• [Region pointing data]
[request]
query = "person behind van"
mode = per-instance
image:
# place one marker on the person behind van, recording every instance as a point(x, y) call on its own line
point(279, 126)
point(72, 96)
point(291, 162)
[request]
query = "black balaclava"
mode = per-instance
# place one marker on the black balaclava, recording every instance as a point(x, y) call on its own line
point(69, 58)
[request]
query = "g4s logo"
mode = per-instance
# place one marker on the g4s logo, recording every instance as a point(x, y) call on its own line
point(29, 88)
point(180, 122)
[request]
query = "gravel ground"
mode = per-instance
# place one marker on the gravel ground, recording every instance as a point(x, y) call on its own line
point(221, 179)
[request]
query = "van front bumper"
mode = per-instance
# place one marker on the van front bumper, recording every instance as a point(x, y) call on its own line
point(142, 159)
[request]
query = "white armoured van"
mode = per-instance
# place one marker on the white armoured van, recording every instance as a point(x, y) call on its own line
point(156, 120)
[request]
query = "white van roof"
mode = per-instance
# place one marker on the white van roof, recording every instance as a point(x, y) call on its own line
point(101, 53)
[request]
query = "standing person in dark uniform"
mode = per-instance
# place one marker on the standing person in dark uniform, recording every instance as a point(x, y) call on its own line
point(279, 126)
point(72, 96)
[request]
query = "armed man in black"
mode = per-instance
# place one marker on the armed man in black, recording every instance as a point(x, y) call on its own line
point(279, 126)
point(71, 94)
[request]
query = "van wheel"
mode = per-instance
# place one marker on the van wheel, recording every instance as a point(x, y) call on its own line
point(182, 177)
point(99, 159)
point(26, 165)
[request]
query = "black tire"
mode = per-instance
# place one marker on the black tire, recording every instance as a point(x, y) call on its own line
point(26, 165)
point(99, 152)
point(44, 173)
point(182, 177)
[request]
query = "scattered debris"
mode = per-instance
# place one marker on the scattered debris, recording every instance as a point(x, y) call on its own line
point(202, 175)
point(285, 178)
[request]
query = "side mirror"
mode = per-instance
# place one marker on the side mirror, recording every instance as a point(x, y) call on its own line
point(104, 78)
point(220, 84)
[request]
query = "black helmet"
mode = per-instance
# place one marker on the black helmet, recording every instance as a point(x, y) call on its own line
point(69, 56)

---

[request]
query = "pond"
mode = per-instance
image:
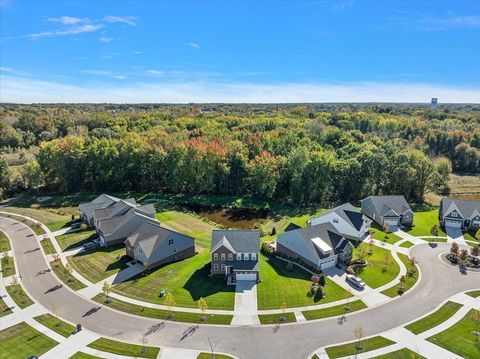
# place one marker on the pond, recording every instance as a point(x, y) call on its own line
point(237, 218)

---

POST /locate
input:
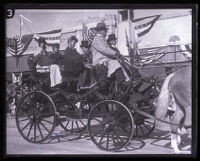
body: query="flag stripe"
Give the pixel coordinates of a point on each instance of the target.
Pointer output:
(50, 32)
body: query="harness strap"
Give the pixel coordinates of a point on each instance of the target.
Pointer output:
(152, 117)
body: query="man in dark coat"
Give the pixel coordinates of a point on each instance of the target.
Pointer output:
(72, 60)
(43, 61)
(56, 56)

• [PROBLEM DESCRIPTION]
Check each line of the entries above, and show every one holding the word "body".

• [EXERCISE OUTPUT]
body: query="flag stripe"
body: query="harness strap"
body: query="man in dark coat"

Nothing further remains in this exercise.